Rewrite the stretch of the kerosene lamp thread from "04-18-2009, 09:28 PM" through "it was storming.", swapping "coal oil" for "kerosene".

◆ Document
============================================================

View Full Version : kerosene lamps

04-17-2009, 06:13 AM
For a family living rural Oklahoma in 1938 would they be using electricity or kerosene lamps?

04-17-2009, 06:38 AM
It would partly depend on whether power lines had come through. Where I am in Ohio, lines came through in the early 40's. You can probably find out whether electricity was available by googling the name of the electric company involved - or if you don't have a name, try googling electricty Oklahoma and maybe the name of a county or city. Puma

04-17-2009, 06:54 AM
After sifting through a gazillion web sites I found my answer. Thank you, Puma. You are right rural areas did not get electric lines until the early 40's, in Oklahoma only those people who could pay the membership fee of $5 and usage could receive the service. I imagine many went without for awhile.

I love researching for my book! I feel as if I am getting to really know my grandmother in a whole new way.

04-17-2009, 05:15 PM
My family moved from the city to the country right after the electric lines went in. The electric company published an honor roll of customers who used 100 kwh or more a month (my family was always on it). But think about that - we're using 100 kwh a day now. But back then electricity was used for light (frequently only one 40W bulb in a room), running pumps for wells (and not everyone had an electric pumped well back then), and a cook stove (and again, not everyone had anything other than a wood cook stove), and since it was war time, maybe a small radio. My family was extravagant - we also had an electric clock - but that was it. Puma

04-17-2009, 06:29 PM
That is correct for my rural part of Oklahoma - kerosene lanterns were still in use.

04-18-2009, 06:15 PM
In Missouri just east of Oklahoma a few miles, rural electrifcation didn't come in until post WWII in the late 1940's so I would say kerosne lamps would be the norm.

04-18-2009, 07:41 PM
Wow, I had no idea electricity was so young. I never really thought about all this until writing this book.

04-18-2009, 07:44 PM
Fern, would it had been referred to as a lamp or lantern?

04-18-2009, 09:28 PM
Lamps for use in the home. My parents often referred to them as coal oil lamps.

Lanterns could be hung and were more for outside - use at the barn or walking to church or the outhouse,etc. Mother used to tell us the story of Granny following close behind with a lantern when any of her daughters walked with a boyfriend to/from church.

Even after electricity came, most rural people kept a coal oil lamp around for when electricity went off. Electric service wasn't that dependable when it was storming.

============================================================

Dataset rows:
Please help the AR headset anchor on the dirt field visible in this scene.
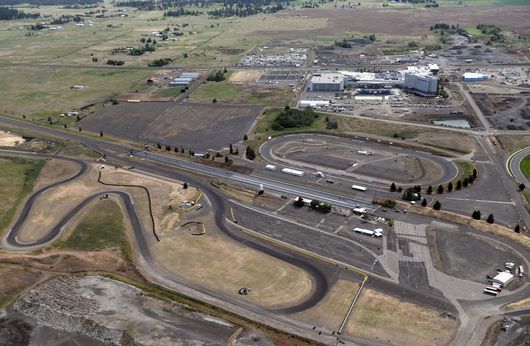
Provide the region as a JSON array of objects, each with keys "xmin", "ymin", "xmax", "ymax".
[
  {"xmin": 152, "ymin": 218, "xmax": 313, "ymax": 308},
  {"xmin": 254, "ymin": 6, "xmax": 530, "ymax": 38},
  {"xmin": 345, "ymin": 289, "xmax": 458, "ymax": 346},
  {"xmin": 428, "ymin": 227, "xmax": 522, "ymax": 283},
  {"xmin": 79, "ymin": 102, "xmax": 262, "ymax": 152},
  {"xmin": 34, "ymin": 159, "xmax": 79, "ymax": 190},
  {"xmin": 228, "ymin": 70, "xmax": 263, "ymax": 83},
  {"xmin": 0, "ymin": 131, "xmax": 24, "ymax": 147}
]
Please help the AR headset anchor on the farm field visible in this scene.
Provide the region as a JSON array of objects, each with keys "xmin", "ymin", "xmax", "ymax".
[{"xmin": 79, "ymin": 102, "xmax": 262, "ymax": 152}]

============================================================

◆ Task answer
04-18-2009, 09:28 PM
Lamps for use in the home. My parents often referred to them as kerosene lamps.

Lanterns could be hung and were more for outside - use at the barn or walking to church or the outhouse,etc. Mother used to tell us the story of Granny following close behind with a lantern when any of her daughters walked with a boyfriend to/from church.

Even after electricity came, most rural people kept a kerosene lamp around for when electricity went off. Electric service wasn't that dependable when it was storming.